MATERIAL FOR THIS TASK:
□ □ □ □ □

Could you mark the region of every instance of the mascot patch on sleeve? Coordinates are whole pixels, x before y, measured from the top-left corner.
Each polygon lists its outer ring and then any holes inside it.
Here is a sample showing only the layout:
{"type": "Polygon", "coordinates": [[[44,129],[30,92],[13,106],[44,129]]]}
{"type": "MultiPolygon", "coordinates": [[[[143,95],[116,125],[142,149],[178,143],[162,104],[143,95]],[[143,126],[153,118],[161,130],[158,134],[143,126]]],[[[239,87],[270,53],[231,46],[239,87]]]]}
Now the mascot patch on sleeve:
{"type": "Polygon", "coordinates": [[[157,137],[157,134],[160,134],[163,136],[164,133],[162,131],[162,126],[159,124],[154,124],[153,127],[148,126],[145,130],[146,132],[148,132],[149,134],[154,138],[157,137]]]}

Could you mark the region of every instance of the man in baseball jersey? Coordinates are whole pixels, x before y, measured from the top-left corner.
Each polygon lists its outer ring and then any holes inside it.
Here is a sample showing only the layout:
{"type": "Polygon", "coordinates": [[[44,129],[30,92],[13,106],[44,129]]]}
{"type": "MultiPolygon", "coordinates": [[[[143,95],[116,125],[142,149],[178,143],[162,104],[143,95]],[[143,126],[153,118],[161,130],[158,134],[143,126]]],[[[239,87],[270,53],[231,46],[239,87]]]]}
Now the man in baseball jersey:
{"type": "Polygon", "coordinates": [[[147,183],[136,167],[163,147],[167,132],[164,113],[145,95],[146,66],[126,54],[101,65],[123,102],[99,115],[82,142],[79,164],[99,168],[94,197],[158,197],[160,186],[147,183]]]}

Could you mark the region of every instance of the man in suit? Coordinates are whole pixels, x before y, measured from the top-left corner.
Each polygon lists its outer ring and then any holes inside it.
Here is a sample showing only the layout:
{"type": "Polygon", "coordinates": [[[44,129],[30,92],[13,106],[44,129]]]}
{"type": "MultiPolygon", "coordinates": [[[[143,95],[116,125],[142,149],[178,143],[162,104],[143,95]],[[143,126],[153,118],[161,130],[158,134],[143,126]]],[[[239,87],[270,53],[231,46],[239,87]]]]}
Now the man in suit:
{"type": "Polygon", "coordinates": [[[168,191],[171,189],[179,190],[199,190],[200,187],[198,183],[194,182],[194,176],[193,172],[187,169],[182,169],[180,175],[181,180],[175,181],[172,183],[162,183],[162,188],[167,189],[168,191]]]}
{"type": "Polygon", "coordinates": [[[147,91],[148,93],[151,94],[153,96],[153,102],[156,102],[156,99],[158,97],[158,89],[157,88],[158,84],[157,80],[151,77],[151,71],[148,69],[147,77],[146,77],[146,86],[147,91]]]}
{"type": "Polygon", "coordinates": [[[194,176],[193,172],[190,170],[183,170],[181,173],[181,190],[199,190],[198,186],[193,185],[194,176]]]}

□ □ □ □ □

TO BE DONE: Reproduce every row above verbatim, character for character, and keep each coordinate and line break unchanged.

FULL RESPONSE:
Could you mark the region of every instance of the mascot patch on sleeve? Coordinates are whole pixels, x before y, measured from the top-left corner.
Each polygon lists its outer ring and then any holes inside it.
Here is a sample showing only the layout:
{"type": "Polygon", "coordinates": [[[44,129],[30,92],[13,106],[44,129]]]}
{"type": "MultiPolygon", "coordinates": [[[[143,95],[116,125],[142,149],[178,143],[162,104],[143,95]],[[143,126],[153,118],[161,130],[158,134],[143,126]]],[[[239,87],[270,53],[231,46],[239,87]]]]}
Now the mascot patch on sleeve:
{"type": "Polygon", "coordinates": [[[157,137],[157,134],[160,134],[163,136],[164,133],[162,131],[162,126],[159,124],[154,124],[153,127],[148,126],[145,130],[146,132],[148,132],[149,134],[154,138],[157,137]]]}

Could you mark the region of every instance of the man in baseball jersey? Coordinates are whole pixels, x before y, measured from the top-left corner.
Each polygon lists its outer ring and then any holes inside it.
Here is a sample showing only the layout:
{"type": "Polygon", "coordinates": [[[44,129],[30,92],[13,106],[44,129]]]}
{"type": "MultiPolygon", "coordinates": [[[[143,95],[116,125],[142,149],[178,143],[162,104],[143,95]],[[143,126],[153,118],[161,130],[158,134],[143,126]]],[[[239,87],[270,53],[231,46],[239,87]]]]}
Now the man in baseball jersey:
{"type": "Polygon", "coordinates": [[[147,183],[136,167],[163,147],[167,132],[164,113],[145,95],[146,66],[126,54],[101,65],[123,102],[99,115],[82,142],[79,164],[99,168],[94,197],[158,197],[160,186],[147,183]]]}

Could you mark the region of every instance of the man in suit? Coordinates are whole pixels, x before y, measured from the top-left corner.
Each polygon lists its outer ring and then any holes inside it.
Here is a sample showing only the layout:
{"type": "Polygon", "coordinates": [[[44,129],[30,92],[13,106],[44,129]]]}
{"type": "MultiPolygon", "coordinates": [[[[143,95],[116,125],[142,149],[178,143],[162,104],[143,95]],[[143,126],[153,118],[161,130],[158,134],[143,126]]],[[[239,87],[270,53],[231,46],[239,87]]]]}
Now the man in suit:
{"type": "Polygon", "coordinates": [[[168,191],[171,189],[179,190],[199,190],[200,187],[198,183],[194,182],[194,176],[193,172],[187,169],[182,169],[180,175],[181,180],[175,181],[172,183],[162,183],[162,188],[167,189],[168,191]]]}
{"type": "Polygon", "coordinates": [[[147,91],[148,93],[151,94],[153,96],[153,102],[156,102],[156,99],[158,97],[158,89],[157,88],[158,84],[157,80],[151,77],[151,71],[148,69],[147,77],[146,77],[146,86],[147,91]]]}
{"type": "Polygon", "coordinates": [[[194,176],[193,172],[190,170],[183,170],[181,173],[181,190],[199,190],[198,186],[193,185],[194,176]]]}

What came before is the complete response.